The mark_adapters and uBAM steps are single-threaded, while the BAM_bwa and BAM_rescore can make use of multiple CPUs. Clearly reserving multiple CPUs for this workflow will start by underusing the resources during the initial steps.

Orchestration by dependency blocks

To allow more flexibility Rbbt can easily break down the execution on a particular workflow by asking the execution of intermediate dependencies in any particular way, which allows the use of other orchestration devices to replace the native approach. In fact, a hybrid approach can be used so that the dependency tree can be split into blocks of dependencies, each executing their internal steps using by the native scheduler, but using some other orchestration device for each block.

In our alignment workflow for instance we can define one single-threaded block doing the first two steps of mark_adapters and uBAM, another block doing BAM_bwa with multiple CPUs, other single-threaded one doing BAM_duplicates and a final multi-threaded one for the final steps for sorting and re-scoring.

To help with this process, Rbbt provides a set of functionalities that help deploy these blocks in SLURM and LSF.

The HPC subsystem

Rbbt supports SLURM and LSF almost identically through the commands under rbbt slurm and rbbt lsf, which have identical sub-commands. In fact, they are exactly the same, and calling them through one or the other serves only to indicate rbbt which tools to use. The rbbt hpc is exactly like the other two but attempts to auto-detect the batch system to use. We will use rbbt hpc here for illustration.

HPC Task

The rbbt hpc task command is just like rbbt workflow task but with a few new option flags that can control the characteristics of the allocation: CPUs, time, queue, etc. It still does no orchestration, but it is still very useful and important to understand. It works almost exactly as the rbbt workflow task version, except that if it needs to execute something it sends it to the batch system instead of running it directly. If the workflow that is required is already computed the result will be presented as usual, and other things like examining provenance or consulting documentation also work exactly the same.

# Supplied information:
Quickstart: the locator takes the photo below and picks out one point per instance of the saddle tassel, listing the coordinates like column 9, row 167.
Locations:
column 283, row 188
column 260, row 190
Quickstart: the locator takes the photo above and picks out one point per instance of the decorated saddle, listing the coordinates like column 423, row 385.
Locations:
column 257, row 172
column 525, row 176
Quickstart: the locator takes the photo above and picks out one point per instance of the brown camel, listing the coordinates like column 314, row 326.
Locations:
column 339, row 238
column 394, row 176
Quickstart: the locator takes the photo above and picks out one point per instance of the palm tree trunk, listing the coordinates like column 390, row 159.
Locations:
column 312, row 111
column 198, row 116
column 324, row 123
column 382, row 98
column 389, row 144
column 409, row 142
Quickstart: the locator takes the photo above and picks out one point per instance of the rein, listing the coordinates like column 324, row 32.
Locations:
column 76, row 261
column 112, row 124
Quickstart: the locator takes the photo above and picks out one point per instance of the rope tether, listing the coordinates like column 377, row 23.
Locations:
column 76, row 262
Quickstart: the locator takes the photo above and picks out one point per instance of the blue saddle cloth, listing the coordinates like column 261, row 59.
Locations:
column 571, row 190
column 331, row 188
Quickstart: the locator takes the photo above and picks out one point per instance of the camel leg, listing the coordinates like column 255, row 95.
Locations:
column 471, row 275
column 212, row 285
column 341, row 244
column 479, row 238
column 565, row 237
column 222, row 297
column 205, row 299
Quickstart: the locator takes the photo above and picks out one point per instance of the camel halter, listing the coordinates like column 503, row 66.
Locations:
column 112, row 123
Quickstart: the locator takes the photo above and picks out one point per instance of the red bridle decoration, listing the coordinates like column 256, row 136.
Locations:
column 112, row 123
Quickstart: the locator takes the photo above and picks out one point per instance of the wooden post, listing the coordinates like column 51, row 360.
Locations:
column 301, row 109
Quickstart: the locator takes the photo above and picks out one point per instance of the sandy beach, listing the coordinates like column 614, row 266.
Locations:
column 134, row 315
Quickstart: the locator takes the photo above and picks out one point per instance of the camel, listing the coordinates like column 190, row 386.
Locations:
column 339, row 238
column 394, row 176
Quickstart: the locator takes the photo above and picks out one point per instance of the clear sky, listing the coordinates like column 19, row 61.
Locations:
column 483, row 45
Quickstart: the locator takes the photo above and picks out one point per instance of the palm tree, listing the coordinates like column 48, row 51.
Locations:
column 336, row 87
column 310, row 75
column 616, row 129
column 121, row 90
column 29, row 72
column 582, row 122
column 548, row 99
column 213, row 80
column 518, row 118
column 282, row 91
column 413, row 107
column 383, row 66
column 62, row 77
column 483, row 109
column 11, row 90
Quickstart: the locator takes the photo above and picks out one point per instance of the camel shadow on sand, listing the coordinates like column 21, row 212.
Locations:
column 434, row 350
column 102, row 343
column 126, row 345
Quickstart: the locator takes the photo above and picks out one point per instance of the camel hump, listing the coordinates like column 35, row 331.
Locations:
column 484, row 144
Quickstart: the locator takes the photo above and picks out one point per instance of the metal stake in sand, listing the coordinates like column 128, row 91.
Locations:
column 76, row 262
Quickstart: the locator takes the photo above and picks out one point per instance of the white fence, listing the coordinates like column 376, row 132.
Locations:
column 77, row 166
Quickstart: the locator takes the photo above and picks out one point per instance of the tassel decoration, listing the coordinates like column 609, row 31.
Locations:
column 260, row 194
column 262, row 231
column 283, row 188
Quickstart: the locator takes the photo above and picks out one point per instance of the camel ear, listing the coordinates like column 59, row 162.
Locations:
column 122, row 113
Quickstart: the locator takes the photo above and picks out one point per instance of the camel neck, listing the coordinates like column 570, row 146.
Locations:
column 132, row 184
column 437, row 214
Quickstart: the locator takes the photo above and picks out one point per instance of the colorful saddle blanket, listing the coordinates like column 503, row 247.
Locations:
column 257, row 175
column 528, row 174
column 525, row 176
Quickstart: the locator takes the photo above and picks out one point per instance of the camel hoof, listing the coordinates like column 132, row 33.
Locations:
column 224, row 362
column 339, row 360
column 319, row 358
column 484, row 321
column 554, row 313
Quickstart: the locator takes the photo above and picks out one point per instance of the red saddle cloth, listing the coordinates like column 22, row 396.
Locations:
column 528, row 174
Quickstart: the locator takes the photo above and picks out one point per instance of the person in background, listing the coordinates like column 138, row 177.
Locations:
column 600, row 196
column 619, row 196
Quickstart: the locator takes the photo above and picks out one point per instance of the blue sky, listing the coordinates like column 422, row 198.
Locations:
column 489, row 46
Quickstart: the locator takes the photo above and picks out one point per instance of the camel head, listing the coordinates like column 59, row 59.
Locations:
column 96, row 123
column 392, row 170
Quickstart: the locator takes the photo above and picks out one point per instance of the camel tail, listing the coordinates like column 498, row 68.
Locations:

# What this exercise asks:
- 1) Reproduce the part of the Rbbt workflow text starting at "In our alignment" and ending at "SLURM and LSF.".
- 2) Summarize the Rbbt workflow text in two sentences.
- 3) Write the next part of the Rbbt workflow text, picking up after its final sentence.

# Solved problems:
- 1)
In our alignment workflow for instance we can define one single-threaded block doing the first two steps of mark_adapters and uBAM, another block doing BAM_bwa with multiple CPUs, other single-threaded one doing BAM_duplicates and a final multi-threaded one for the final steps for sorting and re-scoring.

To help with this process, Rbbt provides a set of functionalities that help deploy these blocks in SLURM and LSF.

- 2) Rbbt can split a workflow's dependency tree into blocks, each run by its native scheduler while another orchestration device handles the blocks, as in an alignment workflow where single-threaded steps and multi-threaded steps go into separate blocks. Its HPC subsystem supports SLURM and LSF through identical commands, and rbbt hpc task works like rbbt workflow task except that it sends anything it needs to execute to the batch system.

- 3)
When rbbt hpc task does need to execute a job it creates a script that it submits to the batch system, this script prepares a few things and calls rbbt workflow task. To organize this process for you, each submission is associated with its own directory under ~/rbbt-batch/, which contains the command script, a file with the job id, and, as the job gets started and completed several other files appear. The files are the following:

command.batch: Script submitted to the batch system calling rbbt workflow task
job.id: Job id in the batch system
dependencies.list: List of other job ids that need to be completed successfully before starting this one (see HPC Orchestrate)
canfail_dependencies.list: List of other job ids that need to be completed before starting this one but are allowed to fail (see HPC Orchestrate)
inputs_dir: Inputs for the rbbt workflow task called inside command.batch, they are equivalent to the ones specified in rbbt hpc task but are compatible with using contained and hardened environments (see below)
std.err: STDERR of command.batch
std.out: STDOUT of command.batch, which should only be from rbbt workflow task
env.vars: Environment variables before calling rbbt workflow task
exit.status: Exit status of the rbbt workflow task command
procpath.sqlite3: Procpath metrics (if procpath is used)
procpath.cpu.svg: Procpath CPU usage plot (if procpath is used)
procpath.rss.svg: Procpath Memory usage plot (if procpath is used)
sync.log: When work is done in contained or hardened environments (see below), log of synchronization of results
sync.status: Exit status of sync process

You can prepare the submission script but avoid submitting it to the batch system by using the flag --dry_run, which will also print the script for your inspection.

The command rbbt hpc list examines the content of ~/rbbt-batch to display the jobs that have been issued and their status: done, queue, running, error, or aborted. This command can also be used to display the parameters specified to the batch system (CPUs, time, queue, etc), the last few lines of the STDERR, progress of current task, procpath metrics, etc.

The command rbbt hpc clean can be used to clean up directories in ~/rbbt-batch. By default it clean only error and aborted submissions. To monitor the progress of a particular submission you can use rbbt hpc tail, which will wait until the submission starts executing and then will tail its STDERR. You can also use the --tail directly in rbbt hpc task to immediately start tailing a new submission.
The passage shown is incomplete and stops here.